**TASKS FOR THIS EXERCISE:**
1: Rewrite the stem cell culture article starting at "1 Bioprocessing Technology Institute, Agency" and ending at "18: 740-753 (Online Version)", putting "Duke-NUS Medical School" in place of "Duke-NUS Graduate Medical School".
2: Can you continue the stem cell culture article from where it stops?

**SOURCE PASSAGE:**
++++++++
Expansion in Microcarrier-Spinner Cultures Improves the Chondrogenic Potential of Human Early Mesenchymal Stem Cells

Team Photo for Cytotherapy 2016 18: 740-753
From Left: Lee Jialing, Dr Melissa Lin, Dr Steve Oh


Youshan Melissa Lin 1*, Jessica Fang Yan Lim 1*, Jialing Lee 1, Mahesh Choolani 2, Jerry Kok Yen Chan 2,3, Shaul Reuveny 1, Steve Kah Weng Oh 1

1 Bioprocessing Technology Institute, Agency for Science, Technology and Research (A*STAR), Singapore
2 Experimental Fetal Medicine Group, Department of Obstetrics and Gynaecology, Yong Loo Lin School of Medicine, National University Health System, Singapore
3 Department of Reproductive Medicine, KK Women’s and Children’s Hospital, Singapore; Cancer and Stem Cell Biology Program, Duke-NUS Graduate Medical School, Singapore
* These authors contributed equally to this work

Published in Cytotherapy 2016 18: 740-753 (Online Version)



There are efforts to differentiate human mesenchymal stem cells (hMSC) into cartilage tissue, for use in cell therapies. Conventional planar cultures are unable to provide the large cell numbers required to meet potential market demand for these therapeutic applications. Thus there is interest in using microcarrier-based cultures that are scalable for use in industrial-scale bioreactors. However, it remains unclear how microcarrier cultures affect hMSC chondrogenic potential. Here, we compared the chondrogenic potential of human early MSC (heMSC) between microcarrier-spinner and planar tissue culture plastic cultures.

heMSC were expanded in planar tissue-culture plastic cultures, or on collagen-coated Cytodex 3 microcarriers in spinner cultures. Chondrogenic pellets were generated from these cultures, and differentiated using various cytokine inducers of chondrogenesis. The extent of chondrogenic differentiation was investigated by measuring chondrogenic pellet diameter, DNA content, glycosaminoglycan (GAG) and Collagen II production, histological staining and gene expression of chondrogenic markers including Sox9, S100β, MMP13 and ALPL.
++++++++
**SUPPLIED DATA:**
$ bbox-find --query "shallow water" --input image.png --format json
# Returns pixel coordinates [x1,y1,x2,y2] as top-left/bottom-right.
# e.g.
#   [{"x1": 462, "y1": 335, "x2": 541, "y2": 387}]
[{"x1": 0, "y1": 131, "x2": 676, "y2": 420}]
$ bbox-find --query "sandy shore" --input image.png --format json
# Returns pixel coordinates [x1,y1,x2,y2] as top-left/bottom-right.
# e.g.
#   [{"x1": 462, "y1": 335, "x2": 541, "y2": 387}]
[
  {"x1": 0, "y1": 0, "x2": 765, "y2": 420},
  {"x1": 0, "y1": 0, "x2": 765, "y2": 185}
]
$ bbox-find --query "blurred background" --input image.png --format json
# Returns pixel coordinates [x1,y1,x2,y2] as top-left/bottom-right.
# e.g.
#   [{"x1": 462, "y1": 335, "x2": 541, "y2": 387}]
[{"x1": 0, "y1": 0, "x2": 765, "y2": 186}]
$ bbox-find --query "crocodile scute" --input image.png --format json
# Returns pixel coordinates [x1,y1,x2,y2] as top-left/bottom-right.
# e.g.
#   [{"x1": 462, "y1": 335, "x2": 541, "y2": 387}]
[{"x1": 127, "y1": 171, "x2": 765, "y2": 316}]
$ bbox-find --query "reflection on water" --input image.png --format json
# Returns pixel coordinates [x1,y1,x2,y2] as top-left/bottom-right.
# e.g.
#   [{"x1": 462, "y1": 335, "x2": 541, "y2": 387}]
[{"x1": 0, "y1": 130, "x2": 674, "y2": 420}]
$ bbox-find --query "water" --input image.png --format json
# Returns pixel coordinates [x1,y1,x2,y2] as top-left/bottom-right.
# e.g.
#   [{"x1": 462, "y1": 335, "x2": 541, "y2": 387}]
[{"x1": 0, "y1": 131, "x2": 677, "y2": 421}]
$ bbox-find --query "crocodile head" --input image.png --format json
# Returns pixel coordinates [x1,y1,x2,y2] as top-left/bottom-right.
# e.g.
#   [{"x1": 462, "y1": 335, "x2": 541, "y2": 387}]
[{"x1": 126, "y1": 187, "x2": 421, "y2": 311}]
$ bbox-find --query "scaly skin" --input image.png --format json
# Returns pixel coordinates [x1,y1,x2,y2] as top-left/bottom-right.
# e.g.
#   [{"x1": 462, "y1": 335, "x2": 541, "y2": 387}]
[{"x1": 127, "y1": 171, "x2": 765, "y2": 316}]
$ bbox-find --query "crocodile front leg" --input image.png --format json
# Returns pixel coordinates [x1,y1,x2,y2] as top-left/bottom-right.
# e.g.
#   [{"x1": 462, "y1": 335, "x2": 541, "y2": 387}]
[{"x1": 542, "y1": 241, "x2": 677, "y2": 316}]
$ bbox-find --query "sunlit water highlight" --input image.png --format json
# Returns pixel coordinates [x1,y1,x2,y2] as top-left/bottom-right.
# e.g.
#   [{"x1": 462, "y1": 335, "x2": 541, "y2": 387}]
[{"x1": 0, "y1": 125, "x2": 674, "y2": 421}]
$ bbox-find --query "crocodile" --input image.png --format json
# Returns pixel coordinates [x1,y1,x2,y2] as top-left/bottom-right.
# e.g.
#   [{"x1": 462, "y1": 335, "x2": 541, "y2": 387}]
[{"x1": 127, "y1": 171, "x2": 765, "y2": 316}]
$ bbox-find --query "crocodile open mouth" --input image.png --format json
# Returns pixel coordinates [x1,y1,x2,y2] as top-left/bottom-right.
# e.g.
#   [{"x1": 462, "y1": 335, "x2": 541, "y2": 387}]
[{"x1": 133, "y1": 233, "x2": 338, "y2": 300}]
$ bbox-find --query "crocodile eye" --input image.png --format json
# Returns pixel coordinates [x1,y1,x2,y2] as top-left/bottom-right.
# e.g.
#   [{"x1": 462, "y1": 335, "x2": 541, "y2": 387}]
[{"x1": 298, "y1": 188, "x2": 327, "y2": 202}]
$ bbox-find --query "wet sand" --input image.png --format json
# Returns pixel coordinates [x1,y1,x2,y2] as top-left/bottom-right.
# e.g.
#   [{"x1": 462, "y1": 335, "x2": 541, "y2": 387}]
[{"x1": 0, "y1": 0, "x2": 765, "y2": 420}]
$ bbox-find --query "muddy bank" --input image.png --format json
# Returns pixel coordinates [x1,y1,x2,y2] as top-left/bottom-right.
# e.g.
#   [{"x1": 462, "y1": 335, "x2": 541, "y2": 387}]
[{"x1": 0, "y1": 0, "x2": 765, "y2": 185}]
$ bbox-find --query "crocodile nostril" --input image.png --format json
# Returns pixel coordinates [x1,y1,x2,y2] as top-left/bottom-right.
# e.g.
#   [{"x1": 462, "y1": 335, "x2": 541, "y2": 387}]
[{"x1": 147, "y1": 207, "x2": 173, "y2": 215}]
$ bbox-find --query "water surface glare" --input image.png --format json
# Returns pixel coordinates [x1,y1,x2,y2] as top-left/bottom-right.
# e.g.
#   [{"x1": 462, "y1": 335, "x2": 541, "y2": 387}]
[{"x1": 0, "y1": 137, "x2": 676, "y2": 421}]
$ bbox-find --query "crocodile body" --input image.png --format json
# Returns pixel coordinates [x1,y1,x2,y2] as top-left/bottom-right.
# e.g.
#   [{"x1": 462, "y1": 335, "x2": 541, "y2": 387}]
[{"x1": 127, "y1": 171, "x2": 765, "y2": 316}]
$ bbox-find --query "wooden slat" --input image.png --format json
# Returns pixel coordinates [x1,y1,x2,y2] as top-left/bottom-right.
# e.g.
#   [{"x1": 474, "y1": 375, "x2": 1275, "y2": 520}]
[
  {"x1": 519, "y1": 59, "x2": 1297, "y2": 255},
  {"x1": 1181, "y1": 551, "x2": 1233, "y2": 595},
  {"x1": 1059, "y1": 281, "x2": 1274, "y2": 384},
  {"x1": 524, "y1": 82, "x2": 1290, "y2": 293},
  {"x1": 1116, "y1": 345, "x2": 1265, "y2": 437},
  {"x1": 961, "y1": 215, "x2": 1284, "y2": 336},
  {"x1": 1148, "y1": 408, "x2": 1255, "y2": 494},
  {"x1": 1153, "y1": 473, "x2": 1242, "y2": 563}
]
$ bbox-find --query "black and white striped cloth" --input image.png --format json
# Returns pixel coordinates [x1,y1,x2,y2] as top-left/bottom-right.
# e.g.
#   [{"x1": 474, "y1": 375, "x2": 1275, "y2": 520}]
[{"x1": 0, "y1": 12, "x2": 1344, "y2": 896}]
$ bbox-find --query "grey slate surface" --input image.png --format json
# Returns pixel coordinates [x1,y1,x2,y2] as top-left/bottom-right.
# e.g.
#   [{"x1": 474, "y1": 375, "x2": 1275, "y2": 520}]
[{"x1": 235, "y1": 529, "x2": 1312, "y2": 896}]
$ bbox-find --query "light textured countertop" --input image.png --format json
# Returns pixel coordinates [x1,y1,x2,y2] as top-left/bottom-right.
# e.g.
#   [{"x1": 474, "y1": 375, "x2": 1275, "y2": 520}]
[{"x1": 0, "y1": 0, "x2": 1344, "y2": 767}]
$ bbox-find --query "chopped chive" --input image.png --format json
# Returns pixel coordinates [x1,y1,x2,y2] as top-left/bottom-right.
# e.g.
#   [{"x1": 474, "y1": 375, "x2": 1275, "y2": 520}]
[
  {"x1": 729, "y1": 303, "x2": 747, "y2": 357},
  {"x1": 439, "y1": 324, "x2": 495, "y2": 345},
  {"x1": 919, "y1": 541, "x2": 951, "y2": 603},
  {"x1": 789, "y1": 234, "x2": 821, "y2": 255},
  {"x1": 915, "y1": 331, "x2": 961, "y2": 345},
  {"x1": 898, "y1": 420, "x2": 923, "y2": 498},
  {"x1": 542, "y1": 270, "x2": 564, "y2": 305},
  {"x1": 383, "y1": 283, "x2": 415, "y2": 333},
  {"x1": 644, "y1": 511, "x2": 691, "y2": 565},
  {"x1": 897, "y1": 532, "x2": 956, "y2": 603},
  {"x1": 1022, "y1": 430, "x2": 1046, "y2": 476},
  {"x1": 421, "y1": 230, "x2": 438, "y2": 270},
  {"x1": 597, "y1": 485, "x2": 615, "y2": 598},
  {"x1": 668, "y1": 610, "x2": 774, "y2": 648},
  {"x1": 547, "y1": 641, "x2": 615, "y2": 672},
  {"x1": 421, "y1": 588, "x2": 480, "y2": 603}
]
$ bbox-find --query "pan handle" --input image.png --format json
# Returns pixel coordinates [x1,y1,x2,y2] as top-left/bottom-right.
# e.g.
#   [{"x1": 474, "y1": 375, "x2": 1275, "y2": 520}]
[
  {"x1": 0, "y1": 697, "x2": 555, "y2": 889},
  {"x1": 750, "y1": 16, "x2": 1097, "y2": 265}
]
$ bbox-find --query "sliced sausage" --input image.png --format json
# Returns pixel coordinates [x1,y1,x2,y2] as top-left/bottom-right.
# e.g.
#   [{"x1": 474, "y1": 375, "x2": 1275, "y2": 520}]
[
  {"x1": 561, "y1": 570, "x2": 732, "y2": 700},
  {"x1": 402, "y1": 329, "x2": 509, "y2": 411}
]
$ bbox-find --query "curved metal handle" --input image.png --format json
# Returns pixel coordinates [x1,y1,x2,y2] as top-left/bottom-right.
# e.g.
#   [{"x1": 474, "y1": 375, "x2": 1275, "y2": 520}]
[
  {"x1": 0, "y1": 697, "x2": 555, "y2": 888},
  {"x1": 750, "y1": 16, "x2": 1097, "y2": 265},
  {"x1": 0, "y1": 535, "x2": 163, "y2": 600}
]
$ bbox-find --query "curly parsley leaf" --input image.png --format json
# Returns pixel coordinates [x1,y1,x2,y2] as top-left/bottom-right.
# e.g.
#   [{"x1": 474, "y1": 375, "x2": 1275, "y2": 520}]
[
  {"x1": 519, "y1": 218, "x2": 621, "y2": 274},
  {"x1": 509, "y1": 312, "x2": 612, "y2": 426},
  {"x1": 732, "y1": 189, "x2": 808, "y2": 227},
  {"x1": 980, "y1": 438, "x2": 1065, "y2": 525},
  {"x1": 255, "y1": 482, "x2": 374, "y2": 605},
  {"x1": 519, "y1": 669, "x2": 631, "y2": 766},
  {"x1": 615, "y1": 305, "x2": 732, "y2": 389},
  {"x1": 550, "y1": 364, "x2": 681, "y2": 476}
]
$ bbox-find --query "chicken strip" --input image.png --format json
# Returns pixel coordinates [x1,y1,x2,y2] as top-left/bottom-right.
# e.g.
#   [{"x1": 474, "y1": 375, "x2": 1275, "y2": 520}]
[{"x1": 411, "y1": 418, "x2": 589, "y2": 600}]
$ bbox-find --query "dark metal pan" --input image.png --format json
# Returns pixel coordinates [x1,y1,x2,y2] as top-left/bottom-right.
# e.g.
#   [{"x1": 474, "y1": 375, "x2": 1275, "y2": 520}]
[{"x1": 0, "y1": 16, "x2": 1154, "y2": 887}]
++++++++
**ANSWERS FOR THIS EXERCISE:**
1:
1 Bioprocessing Technology Institute, Agency for Science, Technology and Research (A*STAR), Singapore
2 Experimental Fetal Medicine Group, Department of Obstetrics and Gynaecology, Yong Loo Lin School of Medicine, National University Health System, Singapore
3 Department of Reproductive Medicine, KK Women’s and Children’s Hospital, Singapore; Cancer and Stem Cell Biology Program, Duke-NUS Medical School, Singapore
* These authors contributed equally to this work

Published in Cytotherapy 2016 18: 740-753 (Online Version)

2:
Our study revealed three main findings. First, BMP2 was the most effective chondrogenic inducer for heMSCs tested (compared to other cytokine inducers of chondrogenesis). Second, heMSC expanded in microcarrier-spinner cultures developed improved chondrogenic features, both functionally at the protein level and molecularly at the transcriptome level, compared to those of conventional static cultures on tissue culture plastic. Chondrogenic pellets generated from microcarrier cultures developed larger diameters, and produced more DNA, GAG and Collagen II per pellet with greater GAG/DNA and Collagen II/DNA ratios. Moreover, they induced higher expression of chondrogenic genes (e.g. S100β). Lastly, another microcarrier type showed similar trends in enhancing hMSC chondrogenic potential in microcarrier-spinner cultures suggesting that agitated nature of microcarrier cultures enhances chondregenesis.

In conclusion, we demonstrate that scalable microcarrier-spinner cultures enhance the chondrogenic potential of heMSC, supporting their use for large-scale cell expansion in cartilage cell therapy.